▶ **CONSIGNE**
Recopiez mot pour mot le passage du texte sur les pruniers au Québec, en commençant par « Le prunier proviendrait » et en poursuivant jusqu'à « américain (Prunus americana). ».

Un délicieux à-côté
Publié le 22 mai 2019
Fermez les yeux. Imaginez un jardin inondé de soleil durant les dernières belles journées de l’été, le bruissement du vent dans les feuilles et, au fond de ce jardin, des arbres chargés de fruits violets bien juteux. C’est possible, ici même. En effet, saviez-vous qu’on peut cultiver des pruniers au Québec? Avez-vous déjà songé à en implanter quelques-uns? Les pruniers sauront récompenser les jardiniers patients et attentionnés.
Le prunier proviendrait d’Asie et d’Amérique, où il poussait naturellement. La culture et la consommation de la prune se sont ensuite répandues un peu partout autour du globe. Le prunier fait partie de la famille des Rosacées et plus précisément du genre Prunus. Les arbres cultivés de nos jours sont de type européen, japonais ou américain. Chez nous, deux espèces poussent à l’état sauvage : le prunier noir (Prunus nigra) et le prunier américain (Prunus americana).
Le Québec et les prunes, une vieille histoire
La culture de la prune, au Québec, a connu un certain engouement avant de pratiquement disparaître au début du XXe siècle. La construction du chemin de fer entre Lévis et Rivière-du-Loup, terminée en 1860, a permis aux producteurs de la région de la Côte-du-Sud (située sur la rive sud du Saint-Laurent, entre Beaumont et Saint-André-de-Kamouraska) d’expédier leurs fruits sur un plus grand marché et tout au long de l’année.

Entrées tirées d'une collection
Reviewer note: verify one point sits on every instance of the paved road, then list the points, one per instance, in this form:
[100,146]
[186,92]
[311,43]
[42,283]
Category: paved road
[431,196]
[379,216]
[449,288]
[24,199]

▶ **RÉSULTAT OBTENU**
Le prunier proviendrait d’Asie et d’Amérique, où il poussait naturellement. La culture et la consommation de la prune se sont ensuite répandues un peu partout autour du globe. Le prunier fait partie de la famille des Rosacées et plus précisément du genre Prunus. Les arbres cultivés de nos jours sont de type européen, japonais ou américain. Chez nous, deux espèces poussent à l’état sauvage : le prunier noir (Prunus nigra) et le prunier américain (Prunus americana).